[Task statement] Beginning at the line that contains "Each matching instance of the eyelash", reproduce every line to the end of the material without changing any of them.

(Pointing dataset excerpts)
※ ※ ※

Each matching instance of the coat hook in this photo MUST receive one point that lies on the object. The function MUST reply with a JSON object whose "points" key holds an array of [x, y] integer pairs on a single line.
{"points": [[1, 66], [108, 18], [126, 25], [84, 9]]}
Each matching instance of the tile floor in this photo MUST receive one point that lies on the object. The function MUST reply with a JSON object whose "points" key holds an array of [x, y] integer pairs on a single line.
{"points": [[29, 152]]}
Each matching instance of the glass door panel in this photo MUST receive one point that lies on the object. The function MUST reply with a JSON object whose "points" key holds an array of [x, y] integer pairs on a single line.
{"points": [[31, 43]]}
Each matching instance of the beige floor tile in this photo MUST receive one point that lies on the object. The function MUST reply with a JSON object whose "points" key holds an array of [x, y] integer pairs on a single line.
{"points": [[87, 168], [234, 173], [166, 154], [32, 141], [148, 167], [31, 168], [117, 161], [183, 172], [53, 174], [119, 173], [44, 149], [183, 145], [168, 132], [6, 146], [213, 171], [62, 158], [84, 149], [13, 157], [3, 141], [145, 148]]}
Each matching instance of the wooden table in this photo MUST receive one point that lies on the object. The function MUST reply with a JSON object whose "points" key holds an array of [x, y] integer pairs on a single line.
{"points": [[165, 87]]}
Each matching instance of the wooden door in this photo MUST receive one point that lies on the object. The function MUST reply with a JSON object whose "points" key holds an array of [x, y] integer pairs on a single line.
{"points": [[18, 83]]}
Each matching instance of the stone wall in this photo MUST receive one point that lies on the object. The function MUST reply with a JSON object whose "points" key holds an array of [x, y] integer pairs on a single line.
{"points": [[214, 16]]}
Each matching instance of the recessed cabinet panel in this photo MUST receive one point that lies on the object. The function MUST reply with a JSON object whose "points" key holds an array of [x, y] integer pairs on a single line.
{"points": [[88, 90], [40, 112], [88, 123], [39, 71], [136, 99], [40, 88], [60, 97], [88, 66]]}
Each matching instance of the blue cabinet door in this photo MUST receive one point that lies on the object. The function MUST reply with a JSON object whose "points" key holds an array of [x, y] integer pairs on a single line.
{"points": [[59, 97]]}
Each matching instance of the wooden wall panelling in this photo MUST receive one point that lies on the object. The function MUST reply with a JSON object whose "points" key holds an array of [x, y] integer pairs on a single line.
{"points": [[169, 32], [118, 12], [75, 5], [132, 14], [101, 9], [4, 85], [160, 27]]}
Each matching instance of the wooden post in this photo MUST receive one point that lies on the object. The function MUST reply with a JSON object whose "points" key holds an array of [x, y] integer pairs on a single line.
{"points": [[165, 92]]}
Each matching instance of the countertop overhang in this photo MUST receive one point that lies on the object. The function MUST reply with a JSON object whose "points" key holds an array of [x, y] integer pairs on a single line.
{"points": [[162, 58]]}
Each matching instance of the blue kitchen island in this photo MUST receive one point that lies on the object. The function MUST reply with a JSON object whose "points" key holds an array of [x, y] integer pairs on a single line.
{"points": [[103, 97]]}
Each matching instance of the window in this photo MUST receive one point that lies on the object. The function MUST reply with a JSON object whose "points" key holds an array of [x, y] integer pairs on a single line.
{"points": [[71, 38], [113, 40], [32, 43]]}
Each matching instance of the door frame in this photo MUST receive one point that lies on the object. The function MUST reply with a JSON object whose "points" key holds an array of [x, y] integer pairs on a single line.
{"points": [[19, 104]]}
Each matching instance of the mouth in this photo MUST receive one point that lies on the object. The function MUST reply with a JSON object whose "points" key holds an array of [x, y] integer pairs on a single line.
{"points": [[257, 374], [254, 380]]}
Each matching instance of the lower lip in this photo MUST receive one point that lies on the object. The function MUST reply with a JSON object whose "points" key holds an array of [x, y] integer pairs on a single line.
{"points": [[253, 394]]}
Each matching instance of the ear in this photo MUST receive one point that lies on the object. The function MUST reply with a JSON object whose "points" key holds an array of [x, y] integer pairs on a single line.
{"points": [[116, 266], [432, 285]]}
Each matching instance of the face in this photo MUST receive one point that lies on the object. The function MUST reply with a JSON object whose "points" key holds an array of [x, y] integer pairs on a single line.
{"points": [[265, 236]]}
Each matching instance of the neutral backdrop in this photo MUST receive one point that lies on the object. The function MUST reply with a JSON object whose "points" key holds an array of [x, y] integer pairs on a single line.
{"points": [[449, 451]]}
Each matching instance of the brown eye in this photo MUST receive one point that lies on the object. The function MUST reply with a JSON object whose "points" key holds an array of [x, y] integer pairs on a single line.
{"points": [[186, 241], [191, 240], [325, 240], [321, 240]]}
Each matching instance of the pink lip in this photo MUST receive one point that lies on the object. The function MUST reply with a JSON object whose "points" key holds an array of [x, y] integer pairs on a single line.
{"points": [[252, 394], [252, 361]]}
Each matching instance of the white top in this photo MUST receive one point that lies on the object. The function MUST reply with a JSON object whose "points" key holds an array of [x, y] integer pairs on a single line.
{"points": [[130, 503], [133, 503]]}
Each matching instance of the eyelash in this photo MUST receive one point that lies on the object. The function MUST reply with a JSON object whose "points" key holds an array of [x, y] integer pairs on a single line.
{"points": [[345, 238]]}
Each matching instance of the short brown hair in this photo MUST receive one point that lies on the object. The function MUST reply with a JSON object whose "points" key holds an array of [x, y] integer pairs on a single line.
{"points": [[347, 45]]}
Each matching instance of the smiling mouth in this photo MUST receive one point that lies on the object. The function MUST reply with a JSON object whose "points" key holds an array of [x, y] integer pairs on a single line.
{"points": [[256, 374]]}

※ ※ ※

[Full response]
Each matching instance of the eyelash in this photo MUST receive one point that lies on the object. The function MUST reply with a JSON object whose "points" key holds an array of [x, y] integer pairs on a single line.
{"points": [[345, 238]]}
Each matching instance of the short brown hair in this photo MUST receive one point that lies on the object. The function MUST reply with a JSON object whose "points" key holds an array of [x, y] integer pairs on a single line.
{"points": [[347, 45]]}
Each matching instance of the smiling mouth in this photo MUST receive one point that lies on the object. The function MUST reply with a JSON object whose "points" key holds an array of [x, y] integer pairs on a single line.
{"points": [[256, 374]]}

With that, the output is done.